TASK DESCRIPTION. Reproduce every one of these entries with "matching instance" switched to "matching object" wherever it occurs, leaving everything else untouched.

Coordinate annotation entries:

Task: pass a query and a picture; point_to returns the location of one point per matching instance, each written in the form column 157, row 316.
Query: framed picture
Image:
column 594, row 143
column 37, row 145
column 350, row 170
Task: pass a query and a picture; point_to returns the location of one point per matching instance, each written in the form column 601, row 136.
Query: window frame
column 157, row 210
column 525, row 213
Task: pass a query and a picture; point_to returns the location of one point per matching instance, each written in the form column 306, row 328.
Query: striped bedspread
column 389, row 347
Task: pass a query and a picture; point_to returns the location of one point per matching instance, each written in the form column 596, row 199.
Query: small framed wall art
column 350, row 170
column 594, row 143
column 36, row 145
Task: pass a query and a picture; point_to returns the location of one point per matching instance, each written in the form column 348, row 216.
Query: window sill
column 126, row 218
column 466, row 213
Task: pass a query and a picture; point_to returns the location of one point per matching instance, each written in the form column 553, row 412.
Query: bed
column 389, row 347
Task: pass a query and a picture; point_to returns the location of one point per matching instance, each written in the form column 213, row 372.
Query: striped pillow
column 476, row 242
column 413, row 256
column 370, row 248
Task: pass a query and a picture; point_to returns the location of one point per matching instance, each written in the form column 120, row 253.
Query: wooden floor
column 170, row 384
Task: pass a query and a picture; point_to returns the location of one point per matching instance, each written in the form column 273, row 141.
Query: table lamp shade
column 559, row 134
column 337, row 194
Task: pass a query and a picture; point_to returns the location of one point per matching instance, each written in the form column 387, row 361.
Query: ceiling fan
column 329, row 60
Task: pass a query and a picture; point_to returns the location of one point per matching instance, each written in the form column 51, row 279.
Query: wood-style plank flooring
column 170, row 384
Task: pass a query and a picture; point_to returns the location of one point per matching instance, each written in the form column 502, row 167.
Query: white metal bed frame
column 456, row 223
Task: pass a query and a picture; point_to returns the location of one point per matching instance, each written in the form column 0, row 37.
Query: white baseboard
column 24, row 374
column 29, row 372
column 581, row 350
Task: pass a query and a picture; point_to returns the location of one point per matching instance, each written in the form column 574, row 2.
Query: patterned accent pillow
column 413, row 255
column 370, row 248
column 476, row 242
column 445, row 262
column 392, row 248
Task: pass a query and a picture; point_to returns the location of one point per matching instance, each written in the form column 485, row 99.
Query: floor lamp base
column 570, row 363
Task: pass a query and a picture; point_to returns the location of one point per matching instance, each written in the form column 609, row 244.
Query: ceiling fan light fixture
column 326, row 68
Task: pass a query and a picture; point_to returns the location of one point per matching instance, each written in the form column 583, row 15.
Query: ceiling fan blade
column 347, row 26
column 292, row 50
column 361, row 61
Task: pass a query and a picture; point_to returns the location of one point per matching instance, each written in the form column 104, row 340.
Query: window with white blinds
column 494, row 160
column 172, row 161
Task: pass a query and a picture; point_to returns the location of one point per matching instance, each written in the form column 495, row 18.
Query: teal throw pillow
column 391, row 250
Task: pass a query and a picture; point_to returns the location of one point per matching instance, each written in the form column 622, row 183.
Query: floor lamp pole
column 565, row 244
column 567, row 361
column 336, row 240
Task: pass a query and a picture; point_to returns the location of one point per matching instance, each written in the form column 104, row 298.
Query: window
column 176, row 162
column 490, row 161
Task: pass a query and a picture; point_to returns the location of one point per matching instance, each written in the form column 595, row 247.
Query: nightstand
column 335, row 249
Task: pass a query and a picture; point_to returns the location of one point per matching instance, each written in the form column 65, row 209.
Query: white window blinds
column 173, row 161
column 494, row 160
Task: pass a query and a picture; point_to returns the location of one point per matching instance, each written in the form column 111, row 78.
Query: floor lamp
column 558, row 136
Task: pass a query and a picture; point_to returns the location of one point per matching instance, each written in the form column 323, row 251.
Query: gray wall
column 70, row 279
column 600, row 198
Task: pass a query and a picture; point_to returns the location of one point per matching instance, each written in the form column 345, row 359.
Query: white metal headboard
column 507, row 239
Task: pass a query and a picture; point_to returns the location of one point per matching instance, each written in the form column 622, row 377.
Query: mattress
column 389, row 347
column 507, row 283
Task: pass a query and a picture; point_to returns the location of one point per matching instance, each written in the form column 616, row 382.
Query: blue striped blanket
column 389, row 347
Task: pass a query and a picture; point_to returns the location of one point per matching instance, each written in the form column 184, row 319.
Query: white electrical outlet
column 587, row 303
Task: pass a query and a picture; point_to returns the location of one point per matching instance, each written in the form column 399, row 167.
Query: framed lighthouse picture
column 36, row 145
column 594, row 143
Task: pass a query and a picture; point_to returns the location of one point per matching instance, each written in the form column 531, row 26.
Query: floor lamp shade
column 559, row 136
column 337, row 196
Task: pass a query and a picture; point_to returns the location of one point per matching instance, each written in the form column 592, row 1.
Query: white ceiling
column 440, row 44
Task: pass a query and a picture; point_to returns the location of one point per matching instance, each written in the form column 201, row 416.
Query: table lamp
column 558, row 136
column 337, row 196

SOLUTION FOR THIS TASK.
Task: pass a query and a picture; point_to returns the location of one point per matching object, each written in the form column 157, row 316.
Query: framed picture
Image:
column 594, row 143
column 37, row 145
column 350, row 170
Task: pass a query and a picture; point_to returns the location of one point per matching object, each written in the form column 601, row 136.
Query: window frame
column 157, row 210
column 525, row 213
Task: pass a query and a picture; point_to returns the location of one point per matching object, each written in the form column 306, row 328.
Query: striped bedspread
column 389, row 347
Task: pass a query and a picture; point_to returns the location of one point per matching object, each written in the form column 596, row 199.
Query: small framed wall art
column 350, row 170
column 594, row 143
column 36, row 145
Task: pass a query and a picture; point_to returns the location of one point per matching object, each written in the form column 348, row 216.
Query: window sill
column 126, row 218
column 466, row 213
Task: pass a query and a picture; point_to returns the location of one point per matching object, each written in the form column 553, row 412.
Query: bed
column 389, row 347
Task: pass a query and a picture; point_to returns the location of one point per matching object, each written in the form column 213, row 372.
Query: striped pillow
column 476, row 242
column 413, row 256
column 370, row 248
Task: pass a query and a picture; point_to returns the location of one point per matching object, each written in the form column 120, row 253.
Query: wooden floor
column 170, row 384
Task: pass a query and a picture; point_to returns the location of one point per matching object, each written in the form column 273, row 141.
Query: table lamp shade
column 559, row 134
column 337, row 194
Task: pass a query and a picture; point_to returns the location of one point per matching object, each written in the form column 387, row 361.
Query: ceiling fan
column 329, row 60
Task: pass a query and a picture; point_to returns the location of one point per matching object, each written in the form column 51, row 279.
Query: wood-style plank flooring
column 170, row 384
Task: pass a query and a picture; point_to returns the location of one point per matching object, each written in the form column 502, row 167.
Query: white metal bed frame
column 456, row 223
Task: pass a query and a picture; point_to returns the location of one point per matching object, each written in the form column 0, row 37.
Query: white baseboard
column 24, row 374
column 29, row 372
column 581, row 350
Task: pass a query and a picture; point_to returns the location of one point per matching object, each written in the form column 574, row 2.
Query: patterned accent pillow
column 413, row 255
column 370, row 248
column 476, row 242
column 445, row 262
column 392, row 248
Task: pass a query and a picture; point_to returns the location of one point per matching object, each written in the form column 485, row 99.
Query: floor lamp base
column 570, row 363
Task: pass a query and a picture; point_to returns the location of one point per matching object, each written in the form column 609, row 244.
Query: ceiling fan light fixture
column 326, row 68
Task: pass a query and a picture; point_to returns the location of one point per matching object, each written in the form column 583, row 15.
Query: ceiling fan blade
column 347, row 26
column 292, row 50
column 361, row 61
Task: pass a query and a picture; point_to returns the location of one point per matching object, each written in the form column 104, row 340.
Query: window with white blinds
column 494, row 160
column 172, row 161
Task: pass a query and a picture; point_to returns the location of one point per matching object, each written in the form column 495, row 18.
Query: teal throw pillow
column 391, row 250
Task: pass a query and a picture; point_to returns the location of one point per matching object, each written in the form column 622, row 183.
Query: floor lamp pole
column 565, row 244
column 567, row 361
column 336, row 240
Task: pass a query and a picture; point_to returns the location of one point per matching object, each written in the form column 104, row 298.
Query: window
column 176, row 162
column 490, row 161
Task: pass a query and a picture; point_to returns the location of one point per matching object, each written in the form column 595, row 247.
Query: nightstand
column 335, row 249
Task: pass a query and a picture; point_to returns the location of one point per matching object, each written in the form column 65, row 209.
Query: white window blinds
column 173, row 161
column 494, row 160
Task: pass a query and a picture; point_to returns the location of one point per matching object, each written in the form column 111, row 78.
Query: floor lamp
column 558, row 136
Task: pass a query and a picture; point_to returns the location of one point per matching object, each written in the form column 323, row 251.
Query: gray wall
column 70, row 279
column 600, row 198
Task: pass a query and a picture; point_to returns the location of one point per matching object, each written in the form column 345, row 359.
Query: white metal headboard
column 507, row 239
Task: pass a query and a picture; point_to returns the location of one point per matching object, each written in the form column 622, row 377.
Query: mattress
column 389, row 347
column 507, row 283
Task: pass a query and a picture; point_to returns the location of one point per matching object, each written in the form column 616, row 382.
Query: blue striped blanket
column 389, row 347
Task: pass a query and a picture; point_to returns the location of one point per matching object, each written in the form column 184, row 319.
Query: white electrical outlet
column 587, row 303
Task: pass a query and a picture; point_to returns the location of one point per matching object, each written in the form column 399, row 167.
Query: framed lighthouse picture
column 36, row 145
column 594, row 143
Task: pass a query and a picture; point_to returns the location of one point per matching object, each written in the form column 531, row 26.
Query: floor lamp shade
column 559, row 136
column 337, row 196
Task: pass a query and a picture; point_to returns the location of one point per matching object, each written in the form column 592, row 1.
Query: white ceiling
column 440, row 44
Task: pass a query and a picture; point_to returns the location of one point per matching object, each written in the form column 201, row 416.
Query: table lamp
column 558, row 136
column 337, row 196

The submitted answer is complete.